PROBLEM STATEMENT: Exactly as written, output each of the entries below.

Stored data
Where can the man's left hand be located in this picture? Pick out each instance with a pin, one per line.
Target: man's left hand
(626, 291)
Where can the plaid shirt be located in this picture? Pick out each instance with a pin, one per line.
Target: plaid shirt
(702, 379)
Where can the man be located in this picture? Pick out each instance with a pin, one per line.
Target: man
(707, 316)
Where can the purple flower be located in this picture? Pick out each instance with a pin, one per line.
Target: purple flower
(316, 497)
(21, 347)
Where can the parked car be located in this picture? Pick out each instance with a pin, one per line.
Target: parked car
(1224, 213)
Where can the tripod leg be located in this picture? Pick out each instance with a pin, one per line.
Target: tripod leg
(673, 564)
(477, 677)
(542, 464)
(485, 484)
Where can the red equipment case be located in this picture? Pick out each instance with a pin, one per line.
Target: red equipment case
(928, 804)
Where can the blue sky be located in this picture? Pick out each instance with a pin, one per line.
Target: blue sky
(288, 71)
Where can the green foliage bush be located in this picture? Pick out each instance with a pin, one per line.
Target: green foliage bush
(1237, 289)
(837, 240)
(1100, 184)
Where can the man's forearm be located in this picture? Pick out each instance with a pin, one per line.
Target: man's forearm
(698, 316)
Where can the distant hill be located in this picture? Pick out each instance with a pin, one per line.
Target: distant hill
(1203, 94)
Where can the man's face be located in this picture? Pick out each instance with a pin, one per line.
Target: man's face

OUTPUT FOR THIS TASK:
Where can the man's left hand be located in this picture? Pick out each instance with a pin, one per line.
Target: man's left hand
(626, 291)
Where can the plaid shirt be located in this picture? Pick out each instance with a pin, one per line.
Target: plaid shirt
(702, 379)
Where can the man be located in this picture? Pick out each instance with a pin, one per line.
Target: man
(707, 316)
Where can the purple flower be located in this picture? Pick out each instance with a pin, one per line.
Target: purple flower
(316, 497)
(21, 347)
Where can the parked car be located in this picture? Pick out each instance with a pin, one per line.
Target: parked car
(1224, 213)
Where can the tripod leg be located in this picture? Pick out each instance with a pin, one per line.
Target: tripod leg
(673, 564)
(477, 677)
(542, 464)
(485, 484)
Where can the red equipment case be located in this picture? Pick out each instance with a pin, one per line.
Target: red equipment case
(928, 804)
Where can the blue sky be located in this picture? Pick out each instance with a pin, one per line.
Target: blue sky
(288, 71)
Where can the green foliage bush be located in this picture? Pick out each instance with a pin, one per line.
Target: green foliage bush
(1237, 289)
(837, 240)
(1100, 184)
Where can the man's forearm be located in this picture? Pick out each instance with a pin, one per line.
Target: man's forearm
(698, 316)
Where can the distant hill be located in this picture? Pick out each instance with a pin, one per line.
Target: distant hill
(1203, 94)
Where can the man's face be located in this picture? Pick out each instance with a pin, one per line.
Target: man's face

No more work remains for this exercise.